→ Source passage:
───
Saturday, June 27, 2009

Lonely

It's catching up to me...I've managed to be ok with my singleness for the last few years. Since my last relationship, which was actually a pretty good one and didn't leave me with bad memories or the desire to avoid men in general, it's been more a matter of too much stress and too many other issues to deal with. It left me with little time or the energy to devote to a relationship.

But now...I want that. I miss having a companion/lover/confidant. There's such a void and it's hard to work my life around that. Keeping busy is one way to fill in the gaps...but it's a lot of work and I'm not always successful. Dancing, housework, yard work, spend time with friends and family, shopping, the job. Repeat. But I'm still lonely.

Most of my close friends are in relationships and while they're great about remembering to include me in events (although that doesn't happen often), I'm still the "third wheel". Last night, I went to a great outdoor concert with some young friends and everywhere around me were couples holding hands, sitting together, strolling around. It would've been a perfect night to share with someone special. My heart ached with the lack of that in my life.

I'm trying not create a pity party for myself, but I'm finding it so incredibly difficult to meet someone. There have been men I've been interested in, but I'm either ignored, put into the "friend" category, or flirted with (which I do love to do) with no end results. Frustrating and I don't know how to change that. I'm trying not to be too "picky" but the truth is, I suppose I am. I rarely meet men who have the combination of intelligence, integrity and sense of humor (and physical attraction...yes, I'm shallow enough to admit it) that catch my interest. I told a friend that is a combination that is guaranteed to "knock my socks off...and possibly other articles of clothing!" There's nothing I love better than an interesting, witty, funny flirting session! I've been lucky enough to encounter that scenario lately, but nothing ever comes of it.
───
→ Supplied data:
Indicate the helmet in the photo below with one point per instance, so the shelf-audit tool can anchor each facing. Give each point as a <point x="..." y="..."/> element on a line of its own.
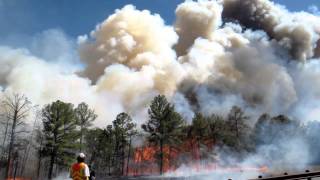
───
→ Things to do:
1. According to the blog post, where did the writer go last night?
2. List every activity the blog post names as a way the writer keeps busy.
3. Reproduce the blog post word for word, from "Most of my close" down to "in my life.".
The listing has no connection to the blog post.

→ Solutions to each task:
1. A great outdoor concert with some young friends.

2.
- Dancing
- Housework
- Yard work
- Spend time with friends and family
- Shopping
- The job

3.
Most of my close friends are in relationships and while they're great about remembering to include me in events (although that doesn't happen often), I'm still the "third wheel". Last night, I went to a great outdoor concert with some young friends and everywhere around me were couples holding hands, sitting together, strolling around. It would've been a perfect night to share with someone special. My heart ached with the lack of that in my life.